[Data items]
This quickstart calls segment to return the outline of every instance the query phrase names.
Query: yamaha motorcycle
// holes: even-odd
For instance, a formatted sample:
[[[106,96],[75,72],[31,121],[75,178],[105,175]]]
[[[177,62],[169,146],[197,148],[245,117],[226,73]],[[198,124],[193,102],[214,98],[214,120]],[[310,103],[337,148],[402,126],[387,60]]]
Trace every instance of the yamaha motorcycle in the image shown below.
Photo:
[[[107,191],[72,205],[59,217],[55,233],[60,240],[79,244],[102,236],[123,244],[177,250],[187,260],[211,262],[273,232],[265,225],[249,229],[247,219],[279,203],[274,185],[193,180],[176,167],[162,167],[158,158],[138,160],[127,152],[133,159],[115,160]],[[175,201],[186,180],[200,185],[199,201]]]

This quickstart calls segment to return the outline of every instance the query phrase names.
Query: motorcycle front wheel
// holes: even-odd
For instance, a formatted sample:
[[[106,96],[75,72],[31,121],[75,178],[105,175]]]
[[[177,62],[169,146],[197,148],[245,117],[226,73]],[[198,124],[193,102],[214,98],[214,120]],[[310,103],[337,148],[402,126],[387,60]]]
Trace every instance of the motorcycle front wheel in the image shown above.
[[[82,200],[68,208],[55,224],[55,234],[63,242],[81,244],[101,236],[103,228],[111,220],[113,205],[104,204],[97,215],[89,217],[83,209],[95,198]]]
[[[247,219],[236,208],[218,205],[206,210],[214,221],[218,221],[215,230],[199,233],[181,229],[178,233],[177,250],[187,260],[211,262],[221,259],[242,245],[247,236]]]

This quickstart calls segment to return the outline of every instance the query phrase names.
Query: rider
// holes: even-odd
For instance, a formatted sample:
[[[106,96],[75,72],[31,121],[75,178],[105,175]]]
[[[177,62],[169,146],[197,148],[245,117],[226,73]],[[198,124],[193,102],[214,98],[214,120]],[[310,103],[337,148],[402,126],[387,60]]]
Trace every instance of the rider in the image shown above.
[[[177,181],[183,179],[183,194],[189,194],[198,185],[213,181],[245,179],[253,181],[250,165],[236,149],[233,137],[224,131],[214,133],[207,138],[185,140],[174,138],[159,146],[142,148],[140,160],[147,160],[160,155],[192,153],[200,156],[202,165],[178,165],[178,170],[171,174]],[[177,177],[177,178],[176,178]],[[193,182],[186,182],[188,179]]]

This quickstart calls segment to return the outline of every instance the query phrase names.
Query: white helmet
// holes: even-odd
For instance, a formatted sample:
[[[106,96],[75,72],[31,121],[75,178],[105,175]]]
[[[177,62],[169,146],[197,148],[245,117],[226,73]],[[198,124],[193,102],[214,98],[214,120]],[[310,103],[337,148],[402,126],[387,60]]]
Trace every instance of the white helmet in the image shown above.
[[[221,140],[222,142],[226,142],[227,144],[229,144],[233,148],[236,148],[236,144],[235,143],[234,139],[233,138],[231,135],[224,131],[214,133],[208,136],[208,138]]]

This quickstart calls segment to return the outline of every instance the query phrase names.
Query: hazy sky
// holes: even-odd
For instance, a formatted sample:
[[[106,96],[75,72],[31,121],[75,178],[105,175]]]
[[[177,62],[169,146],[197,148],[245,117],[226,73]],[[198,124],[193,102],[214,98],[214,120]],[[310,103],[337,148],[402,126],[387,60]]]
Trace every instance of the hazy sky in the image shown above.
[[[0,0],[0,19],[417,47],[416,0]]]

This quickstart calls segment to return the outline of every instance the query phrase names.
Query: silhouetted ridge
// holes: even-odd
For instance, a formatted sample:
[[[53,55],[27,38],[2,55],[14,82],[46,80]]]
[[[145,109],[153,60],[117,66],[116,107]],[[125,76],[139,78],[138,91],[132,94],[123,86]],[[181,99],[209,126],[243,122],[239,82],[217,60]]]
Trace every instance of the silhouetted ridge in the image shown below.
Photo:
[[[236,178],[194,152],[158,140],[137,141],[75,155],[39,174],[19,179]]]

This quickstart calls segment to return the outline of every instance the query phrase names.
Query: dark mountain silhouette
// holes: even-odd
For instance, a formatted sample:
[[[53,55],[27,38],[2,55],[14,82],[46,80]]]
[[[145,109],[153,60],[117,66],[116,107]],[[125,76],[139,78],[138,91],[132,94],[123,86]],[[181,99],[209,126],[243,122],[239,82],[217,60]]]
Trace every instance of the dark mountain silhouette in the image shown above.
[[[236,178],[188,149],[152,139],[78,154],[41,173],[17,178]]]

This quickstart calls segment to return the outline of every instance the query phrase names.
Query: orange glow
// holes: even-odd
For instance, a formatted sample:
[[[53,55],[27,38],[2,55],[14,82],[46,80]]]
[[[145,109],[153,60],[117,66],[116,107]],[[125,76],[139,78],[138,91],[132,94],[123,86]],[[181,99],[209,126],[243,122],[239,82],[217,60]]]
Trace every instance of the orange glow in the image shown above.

▶ **Written request**
Extract every line of the records that contains the string "white", matching case exactly.

▶ **Finished task**
Query: white helmet
Trace every instance of the white helmet in the image shown above.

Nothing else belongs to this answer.